Task details -
Please write out every record exactly, but keep any images out of it.

Material for this exercise -

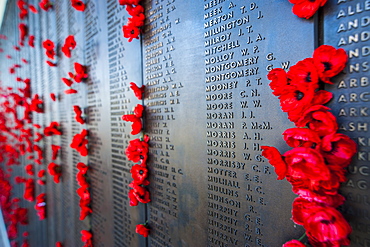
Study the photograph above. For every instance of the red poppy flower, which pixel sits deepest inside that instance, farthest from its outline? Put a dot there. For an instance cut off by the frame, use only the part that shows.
(55, 149)
(326, 196)
(142, 230)
(326, 226)
(66, 51)
(68, 82)
(48, 44)
(70, 91)
(51, 64)
(52, 96)
(78, 112)
(29, 169)
(293, 243)
(138, 91)
(29, 190)
(329, 61)
(306, 163)
(79, 142)
(80, 72)
(32, 8)
(70, 42)
(81, 180)
(306, 8)
(86, 238)
(78, 5)
(304, 73)
(140, 193)
(40, 206)
(319, 119)
(130, 31)
(301, 137)
(55, 170)
(82, 167)
(31, 41)
(84, 211)
(138, 150)
(129, 2)
(23, 31)
(338, 149)
(52, 129)
(279, 81)
(45, 5)
(139, 173)
(39, 137)
(276, 160)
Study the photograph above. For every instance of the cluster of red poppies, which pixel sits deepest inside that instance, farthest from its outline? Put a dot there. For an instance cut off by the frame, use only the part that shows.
(133, 27)
(317, 163)
(306, 8)
(13, 214)
(137, 151)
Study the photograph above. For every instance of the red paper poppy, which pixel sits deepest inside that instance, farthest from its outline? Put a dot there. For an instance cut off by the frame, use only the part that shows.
(51, 64)
(48, 44)
(78, 5)
(306, 8)
(338, 149)
(329, 61)
(276, 160)
(68, 82)
(140, 193)
(82, 167)
(70, 91)
(326, 226)
(293, 243)
(138, 91)
(45, 5)
(306, 163)
(319, 119)
(138, 150)
(279, 81)
(130, 31)
(52, 129)
(79, 142)
(29, 169)
(55, 170)
(23, 31)
(142, 230)
(40, 206)
(32, 8)
(78, 113)
(29, 190)
(31, 41)
(52, 96)
(301, 137)
(139, 173)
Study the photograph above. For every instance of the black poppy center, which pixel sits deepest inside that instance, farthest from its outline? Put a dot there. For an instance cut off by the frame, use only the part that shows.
(299, 95)
(327, 66)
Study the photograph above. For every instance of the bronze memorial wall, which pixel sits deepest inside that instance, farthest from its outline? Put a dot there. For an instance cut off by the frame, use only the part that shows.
(208, 111)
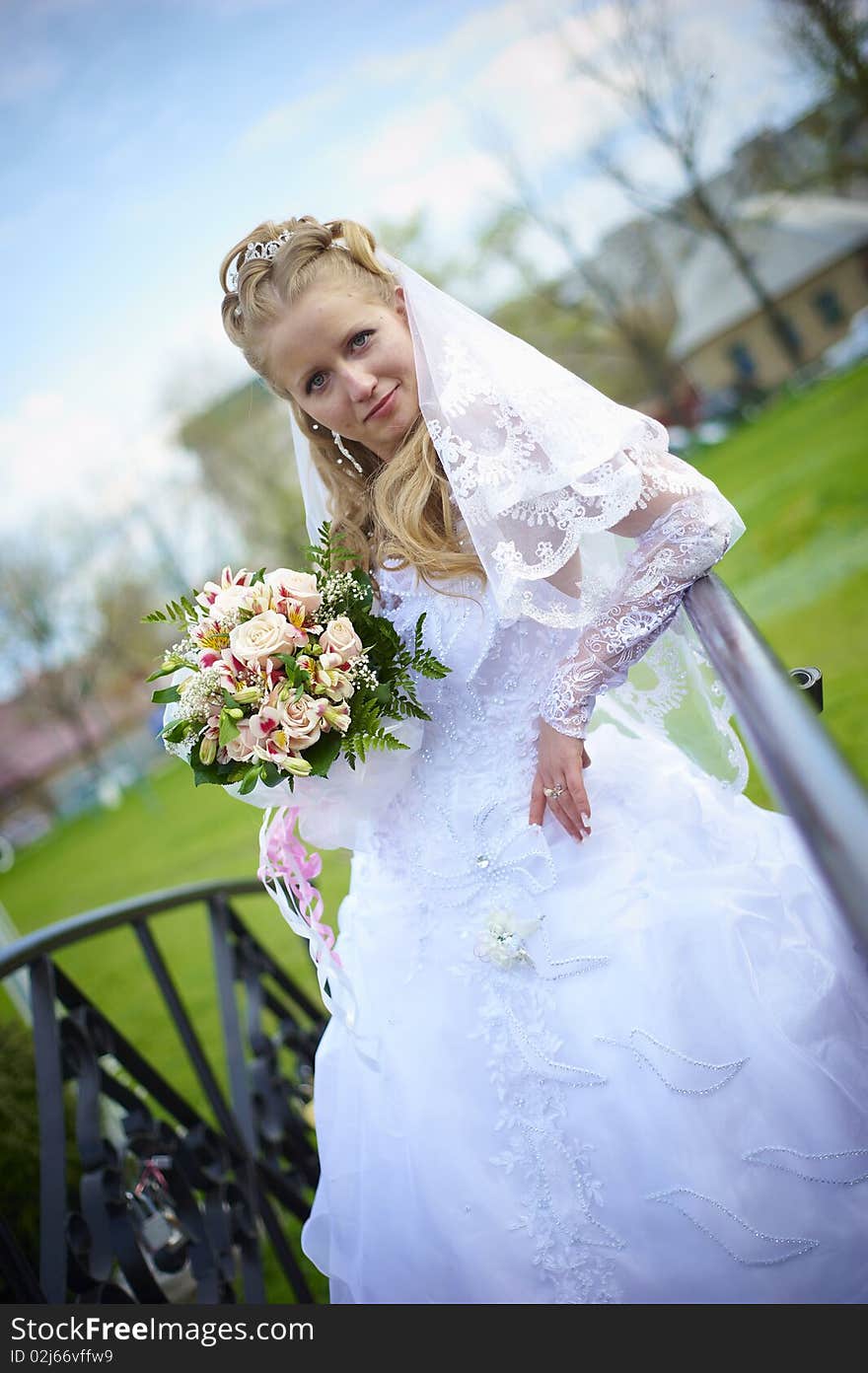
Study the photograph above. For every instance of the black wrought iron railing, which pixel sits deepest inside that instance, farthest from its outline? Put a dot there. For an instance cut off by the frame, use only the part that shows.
(178, 1208)
(174, 1207)
(801, 762)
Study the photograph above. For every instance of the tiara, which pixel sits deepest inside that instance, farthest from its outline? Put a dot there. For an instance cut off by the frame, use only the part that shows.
(259, 251)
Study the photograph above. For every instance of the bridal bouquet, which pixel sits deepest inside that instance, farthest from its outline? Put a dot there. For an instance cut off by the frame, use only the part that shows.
(277, 675)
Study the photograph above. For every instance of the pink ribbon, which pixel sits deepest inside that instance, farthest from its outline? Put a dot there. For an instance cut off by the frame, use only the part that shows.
(287, 858)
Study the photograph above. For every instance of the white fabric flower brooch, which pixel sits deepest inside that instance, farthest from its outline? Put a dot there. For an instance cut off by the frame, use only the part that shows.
(500, 942)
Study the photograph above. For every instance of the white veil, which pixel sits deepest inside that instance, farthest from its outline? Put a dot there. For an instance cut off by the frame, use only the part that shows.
(538, 467)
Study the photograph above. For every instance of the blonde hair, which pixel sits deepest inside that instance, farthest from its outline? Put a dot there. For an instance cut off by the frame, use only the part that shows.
(398, 510)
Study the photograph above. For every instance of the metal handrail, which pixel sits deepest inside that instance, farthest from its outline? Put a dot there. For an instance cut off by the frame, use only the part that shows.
(227, 1180)
(102, 918)
(804, 766)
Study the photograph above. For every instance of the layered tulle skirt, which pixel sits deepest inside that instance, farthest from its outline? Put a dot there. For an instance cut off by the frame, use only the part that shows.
(628, 1070)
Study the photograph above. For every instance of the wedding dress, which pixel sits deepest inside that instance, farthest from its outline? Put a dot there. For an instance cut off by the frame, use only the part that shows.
(628, 1070)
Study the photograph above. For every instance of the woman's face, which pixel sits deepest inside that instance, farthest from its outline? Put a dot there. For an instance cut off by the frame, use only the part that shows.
(347, 360)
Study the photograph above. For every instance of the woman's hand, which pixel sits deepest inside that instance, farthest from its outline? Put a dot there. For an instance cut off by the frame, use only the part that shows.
(559, 762)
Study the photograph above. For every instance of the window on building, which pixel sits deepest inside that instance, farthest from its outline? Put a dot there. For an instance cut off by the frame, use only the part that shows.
(829, 307)
(791, 332)
(743, 360)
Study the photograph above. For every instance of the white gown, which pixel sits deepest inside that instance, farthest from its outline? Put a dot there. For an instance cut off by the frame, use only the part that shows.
(665, 1102)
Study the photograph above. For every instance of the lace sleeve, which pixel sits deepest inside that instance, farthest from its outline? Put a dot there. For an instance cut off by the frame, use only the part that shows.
(683, 526)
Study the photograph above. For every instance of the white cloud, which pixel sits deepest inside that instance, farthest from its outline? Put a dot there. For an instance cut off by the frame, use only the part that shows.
(283, 123)
(436, 62)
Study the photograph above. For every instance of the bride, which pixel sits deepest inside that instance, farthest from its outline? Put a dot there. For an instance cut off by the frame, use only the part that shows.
(610, 1037)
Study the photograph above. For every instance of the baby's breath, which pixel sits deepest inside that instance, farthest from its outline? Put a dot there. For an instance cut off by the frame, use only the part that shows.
(336, 589)
(200, 695)
(360, 670)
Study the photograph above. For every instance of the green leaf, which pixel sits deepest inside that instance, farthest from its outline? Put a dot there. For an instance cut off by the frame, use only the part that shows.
(167, 669)
(165, 696)
(249, 780)
(228, 729)
(178, 729)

Finished exercise -
Study the photograph above. For every instance of the red poppy flower, which pixel sits deepest inside that instance, farthest from its outline? Put a dot there. For an instance cut off by the frame, use only the part that shows.
(55, 149)
(326, 196)
(142, 230)
(326, 226)
(66, 51)
(68, 82)
(48, 44)
(70, 91)
(51, 64)
(52, 96)
(78, 112)
(29, 169)
(293, 243)
(138, 91)
(29, 190)
(329, 61)
(306, 163)
(79, 142)
(80, 72)
(32, 8)
(70, 42)
(81, 180)
(306, 8)
(86, 238)
(78, 5)
(304, 73)
(140, 193)
(40, 206)
(319, 119)
(130, 31)
(301, 137)
(55, 170)
(82, 167)
(31, 41)
(84, 211)
(138, 150)
(129, 2)
(23, 31)
(338, 149)
(52, 129)
(279, 81)
(45, 5)
(139, 173)
(39, 137)
(276, 160)
Study the photograph above. For every instance of the cluster of red poppies, which pixel sits deepest inside that instance, farthest from its outline? Put a dot there. For an instance cut off by the frame, use only the part that shows.
(133, 27)
(317, 163)
(306, 8)
(13, 214)
(137, 151)
Study the photograph above. For every instance of the red paper poppy, which pixel sits deepest inside that instance, farthest from its outline? Put a dot there. For an instance cut off by the frame, use only the part that shows.
(51, 64)
(48, 44)
(78, 5)
(306, 8)
(338, 149)
(329, 61)
(276, 160)
(68, 82)
(140, 193)
(82, 167)
(70, 91)
(326, 226)
(293, 243)
(138, 91)
(45, 5)
(306, 163)
(319, 119)
(138, 150)
(279, 81)
(130, 31)
(52, 129)
(79, 142)
(29, 169)
(55, 170)
(23, 31)
(142, 230)
(40, 206)
(32, 8)
(78, 113)
(29, 190)
(31, 41)
(52, 96)
(301, 137)
(139, 173)
Study the photograph above. For every instance of the black poppy center, which pixel sits deepest inside that instance, farthest from its outline? Put a dot there. For an instance cut off by the frame, use only the part that shows.
(299, 95)
(327, 66)
Study the photograph above. For every instance of the bronze memorial wall, which pixel sits deepest inside that instance, farthest from its outline? Put a dot there. For an instance cut off by the frame, use only the part that shows.
(208, 111)
Study the photograph above. For every instance of the black wrought iron railing, which pixel sits deepest inside that instance, farthest from its outline? Put a dot there. For an instance cut off by the frame, use only the part that shows.
(178, 1208)
(174, 1207)
(801, 762)
Study the photograph above. For every instance of the tiara, which pixel sits deepest inside that instance, farthest from its outline? Put a dot there. For an instance cut off by the frame, use only the part that shows.
(259, 251)
Study the photograph above. For every instance of the bridal bouquet, which pixel sits deepest inside that instance, farthest from its outline? Put a dot there. For an instance cut off by the frame, use only the part that shows.
(277, 675)
Study the photograph above. For every instance of the pink ribbon, which pixel sits deepest inside that instance, farthest from its outline? Put a dot there. For an instance cut off by the frame, use only the part that shows.
(287, 858)
Study the photograph above. For every instance of the white fabric flower brooch, which pixel sits deepest inside that instance, farthest from its outline? Put a dot there. For an instance cut off by the frame, use only the part that shows.
(500, 942)
Study the photograph above. For every instance of the white veil, which pixel sits deepest inside that instance, farthest from its outline? Put a dot there. For an instance cut off by the frame, use only the part that shows.
(538, 467)
Study the photograph above. For every instance of the blonde hair, which pixel sits deepest inside that instance, farthest from its outline? Put a dot there. For an instance cut off by the frame, use only the part that shows.
(398, 510)
Study the photograph above. For every instance of the metal handrail, which pixel sits deepest inside that instance, farthest from its outline? Put a dot there. For an instance cut off by the frame, use only the part that shows.
(227, 1180)
(102, 918)
(804, 766)
Study the photograph above. For every instance of the layered tulle skirt, which pixel sits deepest inside that instance, farthest from its outline? Put a dot there. For an instance cut off by the frame, use only the part that shows.
(628, 1070)
Study the photograph above. For every instance of the wedding dress, which pixel sits deepest inside that instance, farthest from its outline? Put a dot there. For an instance cut off by the frame, use only the part that shows.
(628, 1070)
Study the photograph above. For every instance of the woman's face, which pixel sits deepest inside that instance, farthest from its outline? Put a dot there. For an instance cut off by the frame, use only the part that shows.
(347, 360)
Study the photograph above. For every instance of the woman's hand, which pixel sits deepest inside that instance, farthest from its outline? Put a dot there. For an instance cut off by the frame, use only the part that shows.
(559, 762)
Study the photograph above. For every instance of the window on building, which pixel sits deepest inside that instance, farthest from its outline? Put a dot there. For an instance cut off by the frame, use only the part that shows.
(829, 307)
(791, 332)
(743, 360)
Study the photograph above. For every instance of the white gown, which pixel sits deepest inside that instance, farthest from its outline? Put a dot there. For an instance cut off by the frame, use only the part that shows.
(665, 1102)
Study the photograph above. For every instance of the lace sleeve, which pixel sits deepest inside that instance, farthest from its outline? Put a dot there. For an instance cut off by the frame, use only the part that shows.
(683, 526)
Study the photograph above. For every instance of the white cloud, which pixel sits deepest inside that instance, farthest from its outline? Put a dot there. For an instance cut off by the frame, use only the part that shows.
(283, 123)
(436, 62)
Study the photograph above. For every instance of the bride, which pixel sits deepest inside that instance, farthest from its outline? Put a dot there. For an instance cut off by the frame, use only the part that shows.
(610, 1037)
Study the photograph above. For every instance of the baby's breath, which pixel sits deepest inside that instance, farthest from its outline? Put a dot there. For an instance cut off by the frame, use only the part that shows.
(336, 589)
(200, 695)
(360, 670)
Study the photograph above. For every instance of the green leaf, which pixel sits deepest inside that instance, farthest from its outline? Put a dot there. For an instance cut off by the frame, use only the part that shows.
(167, 669)
(165, 696)
(249, 780)
(228, 729)
(178, 729)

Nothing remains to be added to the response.